** Opening Data excerpts block **

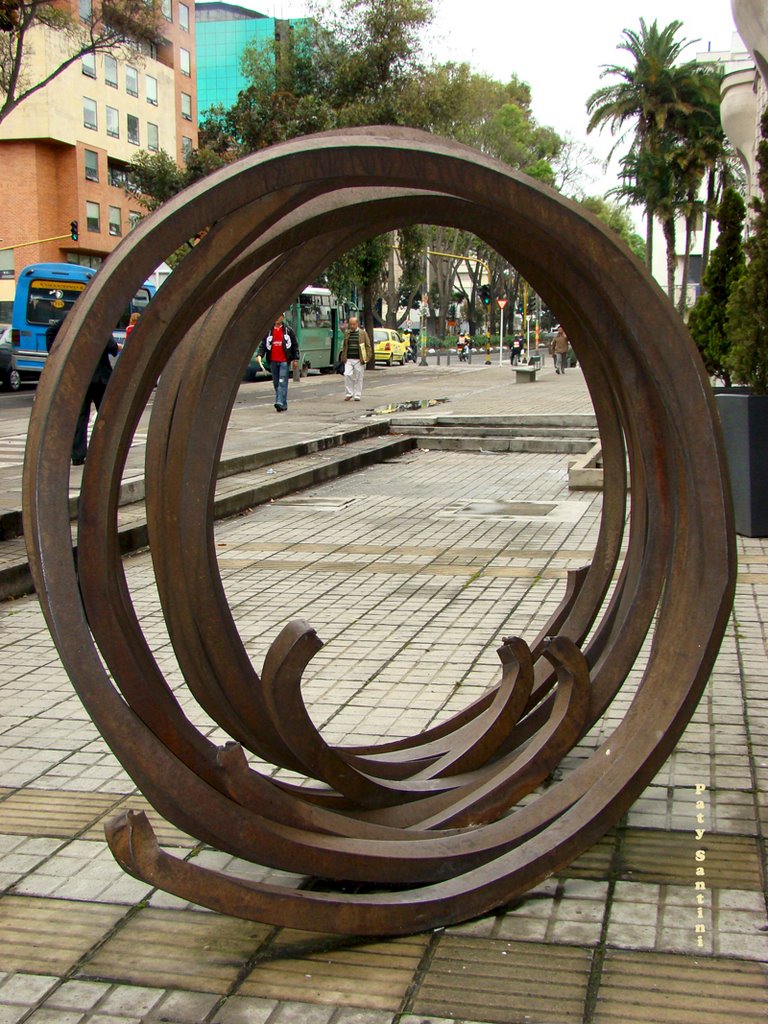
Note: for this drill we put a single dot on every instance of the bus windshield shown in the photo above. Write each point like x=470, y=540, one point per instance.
x=49, y=301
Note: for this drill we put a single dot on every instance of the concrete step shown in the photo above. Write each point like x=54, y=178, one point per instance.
x=419, y=430
x=132, y=487
x=551, y=445
x=512, y=420
x=270, y=479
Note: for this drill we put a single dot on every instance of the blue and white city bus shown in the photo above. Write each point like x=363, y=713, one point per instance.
x=45, y=294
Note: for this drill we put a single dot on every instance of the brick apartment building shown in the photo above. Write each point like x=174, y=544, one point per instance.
x=64, y=152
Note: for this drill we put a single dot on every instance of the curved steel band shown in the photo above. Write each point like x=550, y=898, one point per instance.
x=432, y=813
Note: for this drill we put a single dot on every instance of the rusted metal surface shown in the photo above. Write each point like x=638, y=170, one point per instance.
x=437, y=814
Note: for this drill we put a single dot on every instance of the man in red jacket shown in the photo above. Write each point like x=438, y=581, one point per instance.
x=280, y=348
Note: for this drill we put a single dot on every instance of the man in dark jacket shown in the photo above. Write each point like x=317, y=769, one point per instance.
x=280, y=349
x=94, y=394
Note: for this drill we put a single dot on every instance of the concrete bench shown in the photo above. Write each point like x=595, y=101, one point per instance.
x=524, y=375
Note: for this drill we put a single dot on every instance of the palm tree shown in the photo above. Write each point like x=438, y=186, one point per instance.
x=699, y=155
x=652, y=96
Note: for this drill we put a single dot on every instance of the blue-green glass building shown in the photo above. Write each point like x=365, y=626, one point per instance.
x=223, y=31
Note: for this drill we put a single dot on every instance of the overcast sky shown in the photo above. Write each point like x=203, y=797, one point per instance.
x=557, y=46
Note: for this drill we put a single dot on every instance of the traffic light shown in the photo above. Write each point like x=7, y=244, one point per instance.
x=8, y=15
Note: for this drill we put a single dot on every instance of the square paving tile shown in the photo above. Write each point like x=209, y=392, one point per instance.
x=373, y=977
x=50, y=935
x=650, y=855
x=504, y=982
x=167, y=834
x=663, y=988
x=202, y=952
x=47, y=812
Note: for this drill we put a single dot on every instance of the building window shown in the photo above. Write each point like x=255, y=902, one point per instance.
x=92, y=217
x=131, y=81
x=88, y=64
x=111, y=71
x=90, y=118
x=116, y=174
x=113, y=122
x=115, y=226
x=6, y=264
x=91, y=166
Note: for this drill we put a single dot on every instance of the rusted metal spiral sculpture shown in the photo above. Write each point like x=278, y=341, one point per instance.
x=433, y=828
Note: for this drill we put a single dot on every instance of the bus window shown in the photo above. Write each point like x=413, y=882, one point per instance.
x=315, y=310
x=49, y=301
x=138, y=303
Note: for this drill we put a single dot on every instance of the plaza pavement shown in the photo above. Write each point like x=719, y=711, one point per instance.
x=412, y=595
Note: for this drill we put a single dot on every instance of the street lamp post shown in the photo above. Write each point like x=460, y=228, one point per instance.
x=502, y=303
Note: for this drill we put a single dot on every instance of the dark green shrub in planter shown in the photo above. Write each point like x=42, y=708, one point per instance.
x=743, y=412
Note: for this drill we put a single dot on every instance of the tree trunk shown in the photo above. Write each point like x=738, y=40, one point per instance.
x=711, y=213
x=649, y=240
x=392, y=291
x=668, y=223
x=684, y=283
x=368, y=317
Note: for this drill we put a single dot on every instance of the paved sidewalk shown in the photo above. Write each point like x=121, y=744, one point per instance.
x=412, y=604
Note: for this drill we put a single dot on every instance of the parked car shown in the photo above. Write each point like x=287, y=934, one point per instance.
x=10, y=379
x=388, y=346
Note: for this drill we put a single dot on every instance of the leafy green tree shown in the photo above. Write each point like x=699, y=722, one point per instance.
x=616, y=218
x=154, y=178
x=653, y=96
x=748, y=305
x=112, y=28
x=708, y=321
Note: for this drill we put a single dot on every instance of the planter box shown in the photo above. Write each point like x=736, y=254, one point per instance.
x=744, y=420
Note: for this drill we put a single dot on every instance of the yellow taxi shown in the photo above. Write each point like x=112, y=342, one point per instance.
x=388, y=346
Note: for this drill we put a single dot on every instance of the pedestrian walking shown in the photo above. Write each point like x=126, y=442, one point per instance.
x=356, y=350
x=280, y=349
x=131, y=324
x=559, y=349
x=93, y=395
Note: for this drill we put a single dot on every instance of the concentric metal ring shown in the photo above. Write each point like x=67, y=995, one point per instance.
x=434, y=813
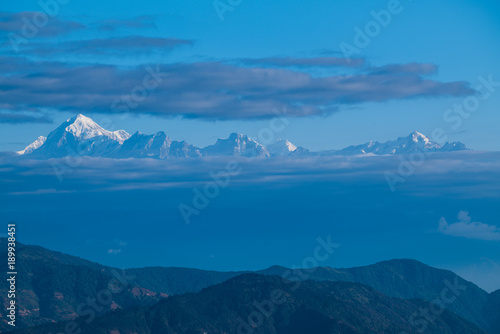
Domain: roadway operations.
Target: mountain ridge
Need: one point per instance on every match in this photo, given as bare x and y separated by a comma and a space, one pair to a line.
399, 278
81, 136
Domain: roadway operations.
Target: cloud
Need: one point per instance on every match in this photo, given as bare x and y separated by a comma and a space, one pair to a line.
468, 229
114, 45
17, 118
305, 62
410, 68
25, 21
208, 90
138, 22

** Closing Data excerpts block **

Instructions for the task →
Without the pictures, give back every record precisely as shown.

Answer space →
Note: for this drill we put a single dot on every instance of the bus windshield shown in the photo above. Write each point like x=470, y=540, one point per instance.
x=49, y=301
Note: for this drill we put a single dot on every instance of the concrete step shown in the photo above. Write each point like x=54, y=178, one point per instance.
x=419, y=430
x=132, y=487
x=551, y=445
x=512, y=420
x=270, y=479
Note: for this drill we put a single dot on every instance of the blue and white city bus shown in the photo above. Write each point like x=363, y=713, one point per instance.
x=45, y=294
Note: for this drill we put a single dot on every instance of the brick apartment building shown in the photo above. Write each point like x=174, y=544, one point per instance.
x=64, y=152
Note: for this drill we put a single dot on every instance of the curved steel band shown in the photo above. Write each point like x=550, y=898, one point per instance.
x=432, y=813
Note: for this drill we put a single dot on every instance of the rusted metal surface shown in the photo above. Write each point like x=638, y=170, one point per instance.
x=437, y=814
Note: for this drill we put a single dot on every instance of the man in red jacket shown in the photo above. Write each point like x=438, y=581, one point per instance.
x=280, y=348
Note: for this drill we put a single dot on every instance of the man in dark jacket shown in the photo above. Write each point like x=317, y=769, one point per instance.
x=280, y=349
x=94, y=394
Note: for this drill we put a single dot on every instance of the concrete bench shown in the photo above. Write each point like x=595, y=101, one point per instance.
x=524, y=375
Note: for this drill we put a single dot on every instance of the palm tree shown in the photo above. Write each point like x=438, y=186, one point per instance.
x=699, y=155
x=652, y=96
Note: for this drill we put a single dot on every instance of the blue-green glass building shown in the photo above. Write each point like x=365, y=626, one point per instance.
x=223, y=31
Note: for this drill we put a single dot on every instance of the overcast sky shown in the photo above. Write each point like x=203, y=797, one point per instance.
x=557, y=46
Note: for this drill we put a single dot on every instance of the traffic light shown in the photo above. Write each point like x=7, y=244, one point per instance.
x=8, y=15
Note: for this drill we put a single dot on every instance of the square paving tile shown in the photo above. Write each point like x=209, y=392, one point per instance.
x=373, y=977
x=50, y=935
x=650, y=855
x=504, y=982
x=167, y=834
x=663, y=988
x=202, y=952
x=47, y=812
Note: for this drill we put a single dot on every instance of the building window shown in the photo above. Write each point like x=255, y=902, one point per instance.
x=92, y=217
x=131, y=81
x=88, y=64
x=111, y=71
x=90, y=118
x=116, y=174
x=113, y=122
x=115, y=226
x=6, y=264
x=91, y=166
Note: for this drill we put a single dot on every instance of the rusted metal spiral sculpture shown in the photo above. Write each point like x=278, y=341, one point per instance.
x=433, y=828
Note: for this drill we put a single dot on every instance of the bus window shown in the photo above. Write each point like x=413, y=882, one point per instance.
x=315, y=310
x=49, y=301
x=138, y=303
Note: for this drill we put a single dot on every instance of the plaza pavement shown in the photo above. Write each point like x=719, y=711, one point per instance.
x=412, y=595
Note: for this drill we put a single dot on every instance of the street lamp post shown in the photo above. Write each point like x=460, y=228, one point per instance.
x=502, y=303
Note: for this drill we put a single dot on every instance of the dark green shrub in planter shown in the photo above. Write each point like x=42, y=708, one point per instance.
x=743, y=412
Note: for this drill we put a single dot on every instance of the tree trunk shown in the photo above. Write each point like x=738, y=40, one point per instance.
x=711, y=213
x=649, y=240
x=392, y=291
x=668, y=223
x=684, y=283
x=368, y=317
Note: for this drill we put a single dot on every instance of the paved sidewalk shown in the photo above. Write each point like x=121, y=744, one point per instance.
x=412, y=604
Note: for this drill we put a single dot on every instance of the parked car shown in the photo above. Write each point like x=287, y=934, one point per instance.
x=10, y=379
x=388, y=346
Note: for this drill we put a single dot on every instance of the leafy green tree shown in the photo above. Write each point like x=699, y=722, one point per instance.
x=616, y=218
x=154, y=178
x=653, y=96
x=748, y=305
x=112, y=28
x=708, y=321
Note: for this drill we put a single dot on every instance of the planter box shown in the photo above. Write each point like x=736, y=254, one point per instance.
x=744, y=420
Note: for this drill we put a single dot on every instance of the yellow taxi shown in the photo above. Write each point like x=112, y=342, one point per instance.
x=388, y=346
Note: for this drill we put a single dot on every instance of the pedestrian walking shown in the photo above. Write each point like x=126, y=442, one point per instance.
x=356, y=350
x=280, y=349
x=131, y=324
x=559, y=349
x=93, y=395
Note: for this drill we put a single dot on every instance of the concentric metal ring shown in the photo above. Write each point like x=67, y=995, one point per instance.
x=434, y=813
Domain: roadway operations.
Target: mountain ridge
Need: one point per instance on every match in this photo, given as bare x and y separated by a comma and a space, one pair to a line.
399, 278
81, 136
Domain: roadway operations.
Target: cloud
Need: one point per instance on every match in this photo, given as bare x and y separated by a comma and a space, one pair to a line.
468, 229
114, 45
17, 118
305, 62
410, 68
25, 21
208, 90
138, 22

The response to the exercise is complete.